- TEXT:
SECURITIES AND EXCHANGE
COMMISSION

 

 

Washington, D.C. 20549

 

 

 

 

SCHEDULE 13D

 

Under the Securities Exchange Act of 1934
(Amendment No.     )*

Audiovox Corporation

(Name of Issuer)

 

Class A Common Stock, par value $0.01

Class B Common Stock, par value $0.01

(Title of Class of Securities)

 

050757103 (Class A Common Stock)

(CUSIP Number)

 

Hong L. Lu

President and Chief Executive Officer

UTStarcom, Inc.

1275 Harbor Bay Parkway

Alameda, California 94502

(510) 864-8800

(Name, Address and Telephone Number of Person
Authorized to Receive Notices and Communications)

 

June 11, 2004

(Date of Event which Requires Filing of this Statement)

If the filing person has previously filed a statement on Schedule 13G to report the acquisition that is the subject of this Schedule 13D, and is filing this schedule because of §§240.13d-1(e), 240.13d-1(f) or 240.13d-1(g), check the following box. o

Note: Schedules filed in paper format shall include a signed original and five copies of the schedule, including all exhibits. See §240.13d-7 for other parties to whom copies are to be sent.

* The remainder of this cover page shall be filled out for a reporting person’s initial filing on this form with respect to the subject class of securities, and for any subsequent amendment containing information which would alter disclosures provided in a prior cover page.

The information required on the remainder of this cover page shall not be deemed to be “filed” for the purpose of Section 18 of the Securities Exchange Act of 1934 (“Act”) or otherwise subject to the liabilities of that section of the Act but shall be subject to all other provisions of the Act (however, see the Notes).

 



 

CUSIP No.   050757103

 

 

1.

Names of Reporting Persons. I.R.S. Identification Nos. of above persons (entities only)
UTSTARCOM, INC., I.R.S IDENTIFICATION NO: N/A

 

 

2.

Check the Appropriate Box if a Member of a Group (See Instructions)

 

 

(a)

 o

 

 

(b)

 o

 

 

3.

SEC Use Only

 

 

4.

Source of Funds (See Instructions)
WC

 

 

5.

Check if Disclosure of Legal Proceedings Is Required Pursuant to Items 2(d) or 2(e)     o

 

 

6.

Citizenship or Place of Organization
STATE OF DELAWARE

 

Number of
Shares
Beneficially
Owned by
Each
Reporting
Person With

7.

Sole Voting Power
N/A

 

8.

Shared Voting Power
1,918,977 shares of Class A Common Stock (1)
2,144,152 shares of Class B Common Stock (1)

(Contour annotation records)
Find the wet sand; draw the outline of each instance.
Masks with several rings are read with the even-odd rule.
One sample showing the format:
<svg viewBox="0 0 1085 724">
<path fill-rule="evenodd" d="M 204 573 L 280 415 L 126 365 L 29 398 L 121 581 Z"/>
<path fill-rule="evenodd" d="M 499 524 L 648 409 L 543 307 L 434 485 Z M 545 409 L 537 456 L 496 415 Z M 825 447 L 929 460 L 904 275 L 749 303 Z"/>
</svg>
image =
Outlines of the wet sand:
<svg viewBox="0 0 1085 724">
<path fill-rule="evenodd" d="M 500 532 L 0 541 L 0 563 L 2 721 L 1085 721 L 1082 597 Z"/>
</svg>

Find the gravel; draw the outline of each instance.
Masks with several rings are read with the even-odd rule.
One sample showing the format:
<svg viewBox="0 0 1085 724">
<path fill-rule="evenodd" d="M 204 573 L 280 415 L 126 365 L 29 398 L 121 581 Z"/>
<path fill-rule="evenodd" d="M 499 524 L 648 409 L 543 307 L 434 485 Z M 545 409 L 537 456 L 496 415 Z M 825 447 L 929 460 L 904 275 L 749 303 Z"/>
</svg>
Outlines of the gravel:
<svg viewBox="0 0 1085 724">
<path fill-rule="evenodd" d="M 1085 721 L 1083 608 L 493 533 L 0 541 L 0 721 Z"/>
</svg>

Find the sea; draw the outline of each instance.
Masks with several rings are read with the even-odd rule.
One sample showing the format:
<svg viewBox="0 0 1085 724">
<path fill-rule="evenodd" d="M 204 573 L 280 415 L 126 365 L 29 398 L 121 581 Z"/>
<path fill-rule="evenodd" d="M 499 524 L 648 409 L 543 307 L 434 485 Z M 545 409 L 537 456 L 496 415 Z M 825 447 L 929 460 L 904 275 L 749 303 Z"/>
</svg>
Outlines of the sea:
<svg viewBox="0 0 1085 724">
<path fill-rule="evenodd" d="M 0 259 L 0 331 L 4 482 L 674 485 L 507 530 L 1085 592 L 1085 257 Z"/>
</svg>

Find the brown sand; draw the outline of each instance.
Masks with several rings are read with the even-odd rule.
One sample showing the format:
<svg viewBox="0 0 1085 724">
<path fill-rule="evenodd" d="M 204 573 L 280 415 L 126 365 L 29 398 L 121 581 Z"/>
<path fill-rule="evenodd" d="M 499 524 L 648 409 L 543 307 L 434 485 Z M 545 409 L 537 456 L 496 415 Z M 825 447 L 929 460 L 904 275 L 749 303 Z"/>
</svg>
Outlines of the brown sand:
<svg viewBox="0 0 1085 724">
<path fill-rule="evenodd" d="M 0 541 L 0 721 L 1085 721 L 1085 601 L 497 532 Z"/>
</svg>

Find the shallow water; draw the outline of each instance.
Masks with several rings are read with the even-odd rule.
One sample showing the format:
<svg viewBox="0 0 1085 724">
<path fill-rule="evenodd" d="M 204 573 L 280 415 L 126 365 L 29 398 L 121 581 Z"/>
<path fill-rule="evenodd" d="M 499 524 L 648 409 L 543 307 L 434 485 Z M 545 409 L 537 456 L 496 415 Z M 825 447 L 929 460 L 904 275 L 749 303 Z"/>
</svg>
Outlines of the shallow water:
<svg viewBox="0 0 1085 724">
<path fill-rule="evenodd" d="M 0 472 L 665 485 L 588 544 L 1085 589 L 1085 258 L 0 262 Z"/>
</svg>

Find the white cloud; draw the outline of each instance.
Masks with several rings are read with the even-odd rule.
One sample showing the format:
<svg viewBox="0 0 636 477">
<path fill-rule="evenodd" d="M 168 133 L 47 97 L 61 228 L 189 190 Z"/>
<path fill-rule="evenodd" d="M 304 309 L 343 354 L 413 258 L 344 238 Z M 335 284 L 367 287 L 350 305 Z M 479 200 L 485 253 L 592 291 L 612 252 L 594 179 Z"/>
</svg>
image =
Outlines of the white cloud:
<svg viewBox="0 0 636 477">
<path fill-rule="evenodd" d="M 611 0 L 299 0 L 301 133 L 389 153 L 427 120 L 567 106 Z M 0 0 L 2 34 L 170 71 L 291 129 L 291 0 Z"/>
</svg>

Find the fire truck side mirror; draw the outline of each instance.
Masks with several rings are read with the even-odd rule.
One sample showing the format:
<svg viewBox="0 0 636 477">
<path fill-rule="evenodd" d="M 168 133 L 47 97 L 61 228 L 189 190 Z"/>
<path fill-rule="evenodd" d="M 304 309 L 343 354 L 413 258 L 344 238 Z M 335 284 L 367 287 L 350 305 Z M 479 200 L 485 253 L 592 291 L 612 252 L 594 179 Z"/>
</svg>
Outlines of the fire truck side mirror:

- TO-DO LIST:
1. According to the Schedule 13D filing, what is the date of the event that requires the filing of the statement?
2. Reproduce the Schedule 13D filing from "Class A Common Stock, par" up to and including "(CUSIP Number)".
3. Proceed with the Schedule 13D filing from the point where it stops.

- TASK RESULTS:
1. June 11, 2004

2.
Class A Common Stock, par value $0.01

Class B Common Stock, par value $0.01

(Title of Class of Securities)

 

050757103 (Class A Common Stock)

(CUSIP Number)

3.
 

9.

Sole Dispositive Power
N/A

 

10.

Shared Dispositive Power
N/A

 

 

11.

Aggregate Amount Beneficially Owned by Each Reporting Person
1,918,977 shares of Class A Common Stock (1)
2,144,152 shares of Class B Common Stock (1)

 

 

12.

Check if the Aggregate Amount in Row (11) Excludes Certain Shares (See Instructions)   o

 

 

13.

Percent of Class Represented by Amount in Row (11)
9.2% of Class A Common Stock and 94.8% of Class B Common Stock, representing an aggregate of approximately 53.8% of the aggregate outstanding voting power of Audiovox Corporation.  If all of the shares of Class B Common Stock were converted into shares of Class A Common Stock, the aggregate shares of Class A Common Stock beneficially owned by UTStarcom, Inc. would be 4,063,129 shares, representing 19.6% of Class A Common Stock and 19.6% of the aggregate outstanding voting power of Audiovox Corporation. (2)

 

 

14.

Type of Reporting Person (See Instructions)
CO

 


(1)           Beneficial ownership of the Audiovox Corporation Class A Common Stock and the Class B Common Stock referred to herein is being reported hereunder solely because UTStarcom, Inc. may be deemed to have beneficial ownership of 1,918,977 shares of Audiovox Corporation Class A Common Stock and 2,144,152 shares of Class B Common Stock (all of which are outstanding as of June 11, 2004) as a result of the Voting Agreement (described in this Statement) between UTStarcom, Inc. and John J. Shalam, a stockholder of Audiovox Corporation. If all of the shares of Class B Common Stock were converted into shares of Class A Common Stock, the aggregate shares of Class A Common Stock beneficially owned by UTStarcom, Inc. would be 4,063,129 shares. The filing of this Statement shall not be construed as an admission that UTStarcom, Inc. is, for the purposes of Section 13(d) of the Securities Exchange Act of 1934, as amended, or for any other purpose, the beneficial owner of any of the shares of Audiovox Corporation Class A Common Stock or Class B Common Stock subject to the Voting Agreement.

 

(2)           The calculation of the percentage is based on the number of shares of Audiovox Corporation Class A Common Stock and Class B Common Stock outstanding as of April 9, 2004, as disclosed in Audiovox Corporation’s Quarterly Report on Form 10-Q for the quarter ended February 29, 2004.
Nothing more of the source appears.